Derecho de antigüedad

31 de julio de 20250 COMENTARIOS AQUÍ

Texto de Lisandro Duque Naranjo

Cada que me desconecto, por dos o tres días, de las noticias procedentes de la ocupación israelita de Gaza, al intentar volver a estar informado del número de palestinos acribillados, la cifra de éstos crece muy poco o casi nada. Se pasmó la cantidad de víctimas en 50, ó en 55 mil, hace rato. Y, sobre todo, en 18 mil los niños. Sin embargo, a medianoche, o a la mañana del día siguiente, cotidianamente, las noticias informan de un nuevo bombardeo a un hospital, o a una escuela, o a un cuartel, con 20 ó 35, ó 140 civiles abatidos que el ejército israelí supuso eran un comando de Hamas. Aquí es donde suelo pensar que la lógica de las noticias parece ser la de un pueblo conformado estrictamente por guerrilleros, en el que a veces pareciera deambular algún civil embolatado. Y que éste, además, resulta ser una mujer que recién ha parido y apenas está intentando deshacerse de la placenta o del cordón umbilical de la criatura herida que lleva en brazos. Pero eso sí, el total de muertos sigue siendo 55 mil y los niños abatidos 18 mil. Ni siquiera ponen 18.001, pues la instrucción es redondear las cifras para enfatizar el concepto de montonera.

Estoy de acuerdo con Francesca Albanese, la relatora de la ONU para Palestina, quien la semana pasada dijo que mínimo los muertos en Gaza deben ser 300 mil, y advertía que era un dato prudente, pues a su juicio podían ser el doble. Por su parte, Rita Segato estableció recientemente la distinción entre el holocausto nazi y el genocidio en Gaza: El primero fue en secreto –de hecho, las tropas soviéticas descubrieron el primer campo de concentración en 1945, tres años después de existir–, quizás porque los nazis en cierta medida sentían vergüenza. El segundo, en cambio, es a plena luz, porque sus autores quieren ejemplarizar. Ambos, de todas formas, son una vergüenza para la especie humana, pues están inspirados en el odio por los semejantes a los que consideran inferiores.

Grave cosa eso de ser “el pueblo elegido”, y remontar los orígenes hasta el Antiguo Testamento, un libro de ficción que, si mucho, da una referencia todavía muy cercana –no más de 13 siglos previos a la era cristiana–, esto es, contemporánea de La Odisea de Homero. Esa antigüedad no da derecho para decidir el exterminio de todos los ciudadanos de la actual Palestina, tan arcaicos como ellos y hasta primos. Y curiosidad produce imaginar la manera como los israelitas de Netanyahu se las arreglaron para mantener una estricta genealogía de sus antepasados. A mí me chirrea esa pureza, mucho más su lealtad a la causa de Jehová –porque está escrito en las sagradas escrituras, lo que es una confesión firmada–, que este dios a veces ordenaba cometer filicidios, o que cuando amanecía malhumorado “ordenaba” diluvios para que se ahogaran todos los vivientes. Lo salva de su alta criminalidad el que la tal inundación seguramente fue el efecto de un cambio climático que él –o quienes lo crearon en la ficción– se autoatribuyó. Pero eso no les da a sus seguidores la potestad de organizar genocidios sistemáticos cuatro milenios después.

Ni los Coreguajes, que aún existen, se han atrevido a tanto en la cuenca amazónica solo porque hicieron su biblia rupestre en Chiribiquete hace doce milenios. Ni yo, que desciendo del homo sapiens africano de hace cien mil años.

Elementos listados en un conjunto de datos:
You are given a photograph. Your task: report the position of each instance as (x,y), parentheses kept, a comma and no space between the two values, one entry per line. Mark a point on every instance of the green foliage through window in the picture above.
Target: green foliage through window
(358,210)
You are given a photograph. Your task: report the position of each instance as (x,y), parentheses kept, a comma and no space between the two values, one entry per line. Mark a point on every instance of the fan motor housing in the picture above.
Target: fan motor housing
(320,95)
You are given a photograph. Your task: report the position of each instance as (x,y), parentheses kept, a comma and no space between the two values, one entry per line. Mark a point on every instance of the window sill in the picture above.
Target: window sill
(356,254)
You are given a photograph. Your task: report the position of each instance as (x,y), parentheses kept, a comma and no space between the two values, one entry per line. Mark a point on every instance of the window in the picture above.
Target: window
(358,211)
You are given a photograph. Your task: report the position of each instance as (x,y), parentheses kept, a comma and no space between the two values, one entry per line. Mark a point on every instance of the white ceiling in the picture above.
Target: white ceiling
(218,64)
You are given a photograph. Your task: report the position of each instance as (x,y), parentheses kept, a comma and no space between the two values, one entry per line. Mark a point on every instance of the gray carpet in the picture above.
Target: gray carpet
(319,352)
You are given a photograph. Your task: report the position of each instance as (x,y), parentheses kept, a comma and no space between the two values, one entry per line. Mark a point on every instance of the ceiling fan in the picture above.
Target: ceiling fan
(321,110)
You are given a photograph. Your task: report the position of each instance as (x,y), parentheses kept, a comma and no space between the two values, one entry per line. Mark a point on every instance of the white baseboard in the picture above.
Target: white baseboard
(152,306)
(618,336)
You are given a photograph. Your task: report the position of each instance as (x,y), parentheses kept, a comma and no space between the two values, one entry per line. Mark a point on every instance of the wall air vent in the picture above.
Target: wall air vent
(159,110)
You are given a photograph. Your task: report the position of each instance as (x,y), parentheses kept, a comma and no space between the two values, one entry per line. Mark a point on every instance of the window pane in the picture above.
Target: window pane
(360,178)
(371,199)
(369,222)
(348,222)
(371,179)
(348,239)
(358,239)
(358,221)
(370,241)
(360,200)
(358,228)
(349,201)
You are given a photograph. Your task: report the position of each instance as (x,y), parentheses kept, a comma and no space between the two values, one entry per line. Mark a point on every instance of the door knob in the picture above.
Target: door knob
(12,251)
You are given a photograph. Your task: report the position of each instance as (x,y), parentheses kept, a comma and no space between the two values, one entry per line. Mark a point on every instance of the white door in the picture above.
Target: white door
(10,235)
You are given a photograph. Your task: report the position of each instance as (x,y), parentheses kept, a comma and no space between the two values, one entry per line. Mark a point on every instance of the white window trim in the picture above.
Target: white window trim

» QUÉ HACER:
1 > Responde estas preguntas sobre la columna acerca de Gaza:
(a) ¿En qué cifra de niños abatidos se mantienen las noticias, según la columna?
(b) ¿Cuál es la cifra mínima de muertos en Gaza que dio Francesca Albanese?
(c) ¿Dónde hicieron los Coreguajes su biblia rupestre?
2 > Devuelve sin cambios el tramo de la columna acerca de Gaza que va desde "Ni los Coreguajes, que" hasta "cien mil años.".

» RESPUESTAS:
1 >
(a) En 18 mil.
(b) 300 mil.
(c) En Chiribiquete, hace doce milenios.

2 >
Ni los Coreguajes, que aún existen, se han atrevido a tanto en la cuenca amazónica solo porque hicieron su biblia rupestre en Chiribiquete hace doce milenios. Ni yo, que desciendo del homo sapiens africano de hace cien mil años.